(DATASET EXTRACT)
______

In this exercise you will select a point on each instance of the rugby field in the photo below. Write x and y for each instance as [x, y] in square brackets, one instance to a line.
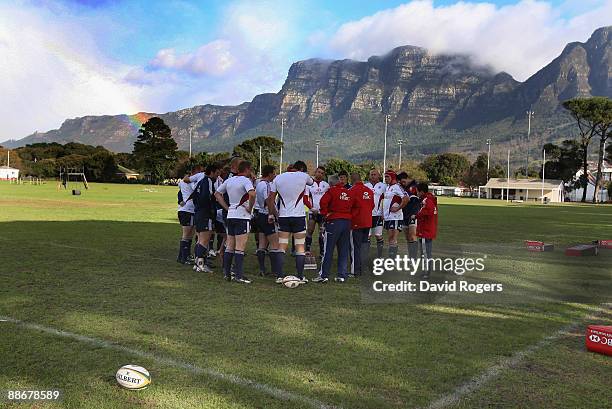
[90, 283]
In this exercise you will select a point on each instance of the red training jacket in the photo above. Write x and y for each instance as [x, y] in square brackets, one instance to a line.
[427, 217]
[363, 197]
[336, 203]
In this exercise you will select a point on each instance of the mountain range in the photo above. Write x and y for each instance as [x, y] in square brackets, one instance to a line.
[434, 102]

______

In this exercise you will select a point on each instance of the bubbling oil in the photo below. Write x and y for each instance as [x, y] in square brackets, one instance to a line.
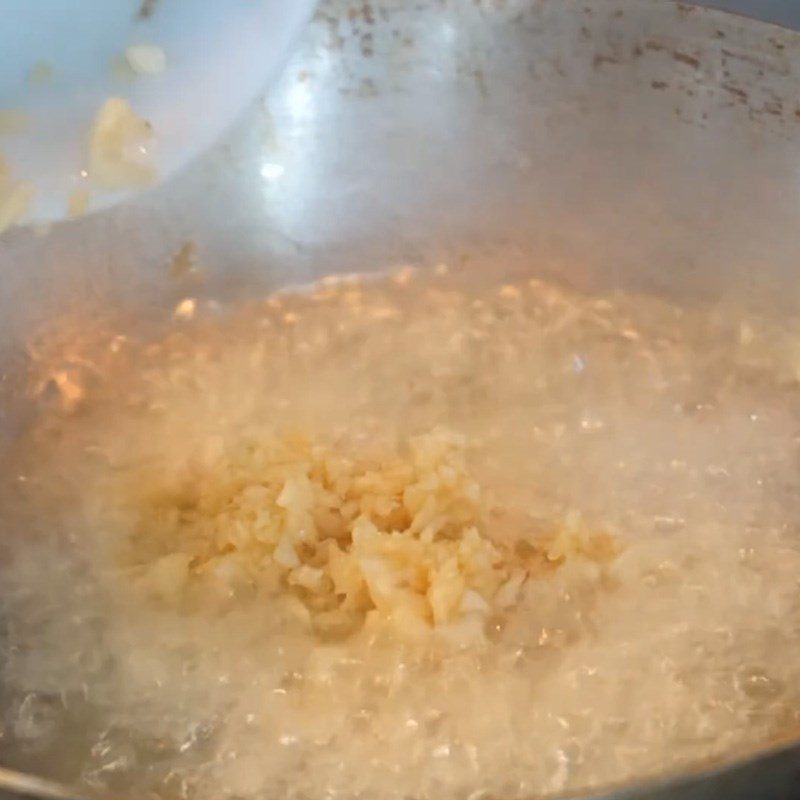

______

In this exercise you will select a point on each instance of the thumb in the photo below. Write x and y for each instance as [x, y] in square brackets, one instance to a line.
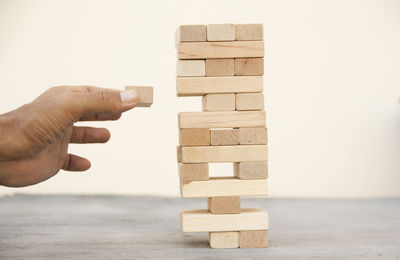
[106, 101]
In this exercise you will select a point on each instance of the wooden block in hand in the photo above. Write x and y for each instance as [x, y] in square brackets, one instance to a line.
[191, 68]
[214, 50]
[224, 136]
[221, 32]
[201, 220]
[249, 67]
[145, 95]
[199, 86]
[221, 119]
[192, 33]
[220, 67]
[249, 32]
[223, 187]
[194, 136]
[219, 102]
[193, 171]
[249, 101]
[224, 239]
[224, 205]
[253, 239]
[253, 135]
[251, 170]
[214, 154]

______

(WRITTEN REQUEST)
Count how many lines of the material contain the string "above". Reply with the number alone.

(TASK RESULT)
3